= Directions =
Locate "of the road" in the listing below, then output the line holding it and every line after it, exactly and with nothing else.

= Records for this exercise =
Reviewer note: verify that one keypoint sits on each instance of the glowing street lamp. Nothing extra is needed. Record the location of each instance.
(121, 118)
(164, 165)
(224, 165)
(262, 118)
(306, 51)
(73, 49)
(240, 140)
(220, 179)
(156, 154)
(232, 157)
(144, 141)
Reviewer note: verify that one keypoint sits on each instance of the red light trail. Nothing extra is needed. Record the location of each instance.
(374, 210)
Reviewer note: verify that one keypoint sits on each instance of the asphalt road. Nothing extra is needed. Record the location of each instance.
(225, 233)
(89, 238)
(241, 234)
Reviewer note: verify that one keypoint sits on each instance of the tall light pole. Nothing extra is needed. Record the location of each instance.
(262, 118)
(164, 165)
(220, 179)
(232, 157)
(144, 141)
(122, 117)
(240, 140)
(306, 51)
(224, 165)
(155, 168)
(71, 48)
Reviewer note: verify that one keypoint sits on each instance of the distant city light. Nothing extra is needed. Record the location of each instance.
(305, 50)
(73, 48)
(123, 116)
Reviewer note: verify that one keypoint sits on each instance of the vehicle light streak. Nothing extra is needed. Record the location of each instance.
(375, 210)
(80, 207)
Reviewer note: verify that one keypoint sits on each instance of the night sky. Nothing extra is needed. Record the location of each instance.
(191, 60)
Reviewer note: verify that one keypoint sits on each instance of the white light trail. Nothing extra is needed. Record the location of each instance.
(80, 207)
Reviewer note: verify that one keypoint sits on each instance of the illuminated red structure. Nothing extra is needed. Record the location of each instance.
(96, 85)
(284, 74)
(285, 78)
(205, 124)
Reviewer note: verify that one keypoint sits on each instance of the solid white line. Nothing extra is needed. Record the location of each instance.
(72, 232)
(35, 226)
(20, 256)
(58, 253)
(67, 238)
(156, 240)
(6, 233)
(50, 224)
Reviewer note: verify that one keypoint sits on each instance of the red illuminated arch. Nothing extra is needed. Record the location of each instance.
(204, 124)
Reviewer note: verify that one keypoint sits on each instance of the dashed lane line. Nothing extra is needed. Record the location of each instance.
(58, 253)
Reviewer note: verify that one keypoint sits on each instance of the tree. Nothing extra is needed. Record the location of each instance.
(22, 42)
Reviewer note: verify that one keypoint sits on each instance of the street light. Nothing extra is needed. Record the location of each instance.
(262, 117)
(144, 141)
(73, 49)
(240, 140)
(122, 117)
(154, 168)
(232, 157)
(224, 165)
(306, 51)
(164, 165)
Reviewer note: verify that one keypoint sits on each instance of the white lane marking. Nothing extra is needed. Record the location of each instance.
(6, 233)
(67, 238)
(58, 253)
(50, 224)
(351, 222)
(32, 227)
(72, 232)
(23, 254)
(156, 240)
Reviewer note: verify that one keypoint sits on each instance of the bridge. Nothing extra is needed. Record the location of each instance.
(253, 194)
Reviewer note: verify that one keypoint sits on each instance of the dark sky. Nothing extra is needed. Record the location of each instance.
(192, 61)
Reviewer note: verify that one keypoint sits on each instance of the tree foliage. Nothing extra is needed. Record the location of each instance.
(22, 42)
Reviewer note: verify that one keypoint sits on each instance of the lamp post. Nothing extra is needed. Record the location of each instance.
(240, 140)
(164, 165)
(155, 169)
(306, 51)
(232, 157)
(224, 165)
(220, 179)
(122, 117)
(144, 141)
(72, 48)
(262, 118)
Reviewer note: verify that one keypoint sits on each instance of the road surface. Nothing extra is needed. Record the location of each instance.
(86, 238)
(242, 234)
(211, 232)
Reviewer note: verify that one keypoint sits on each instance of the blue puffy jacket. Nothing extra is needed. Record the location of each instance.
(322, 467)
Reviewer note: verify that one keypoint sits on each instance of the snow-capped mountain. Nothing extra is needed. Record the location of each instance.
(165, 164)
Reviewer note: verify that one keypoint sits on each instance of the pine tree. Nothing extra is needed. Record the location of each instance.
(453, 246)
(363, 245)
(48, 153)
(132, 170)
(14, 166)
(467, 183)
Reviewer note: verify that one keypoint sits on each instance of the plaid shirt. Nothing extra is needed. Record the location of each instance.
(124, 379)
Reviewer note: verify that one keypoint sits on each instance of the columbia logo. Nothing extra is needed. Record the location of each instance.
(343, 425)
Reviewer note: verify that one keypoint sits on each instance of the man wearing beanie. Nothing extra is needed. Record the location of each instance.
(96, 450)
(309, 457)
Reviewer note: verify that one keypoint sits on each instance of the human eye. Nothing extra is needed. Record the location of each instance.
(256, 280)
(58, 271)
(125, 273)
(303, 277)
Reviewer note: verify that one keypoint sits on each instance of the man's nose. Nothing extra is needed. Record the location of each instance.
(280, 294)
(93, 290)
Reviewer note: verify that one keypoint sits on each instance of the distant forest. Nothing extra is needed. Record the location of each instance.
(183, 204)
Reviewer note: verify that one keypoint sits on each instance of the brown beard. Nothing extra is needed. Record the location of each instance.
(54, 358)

= Response below =
Reviewer note: verify that one keypoint sits on each instance of the road surface. Nothing extra is needed. Record the location of each instance.
(86, 238)
(242, 234)
(211, 232)
Reviewer note: verify that one keypoint sits on each instance of the blue puffy jacket. Nothing extra is needed. Record the location of each instance.
(322, 467)
Reviewer note: verify that one keypoint sits on each instance of the snow-capped mountain. Nothing extra is needed. Record the location of each instance.
(165, 164)
Reviewer note: verify that one keypoint sits on each instance of the pine tree. Nothing extra is needed. Record the location of each instance.
(453, 246)
(363, 245)
(48, 153)
(132, 170)
(14, 166)
(467, 183)
Reviewer note: verify that one keypoint sits on each instance of the plaid shirt. Nothing extra is needed. Record the location of each instance.
(124, 379)
Reviewer note: verify that one keypoint sits on each instance of the columbia logo. Nothing extra is needed. Record the location of each instance.
(343, 425)
Reviewer note: verify that one keypoint sits on each instance of the man wearing beanie. Nothing extra is needed. Record the location of each instance.
(96, 450)
(309, 457)
Reviewer note: verify that one keypoint sits on each instance of the human eye. Nothing extra is needed. Record the location of each instance.
(256, 280)
(58, 271)
(125, 273)
(303, 277)
Reviewer note: verify that one keypoint sits on each instance of the man's nose. Nothing extra is needed. Record the location of each instance.
(280, 294)
(93, 290)
Reviewer note: verify that one keypoint sits on each instance of the distant forest. Nothing extra is needed. Record the location of each instance.
(183, 204)
Reviewer note: verify that one keypoint sits on each instance of the brown beard. Nothing extra is needed. Record the location of each instance.
(54, 358)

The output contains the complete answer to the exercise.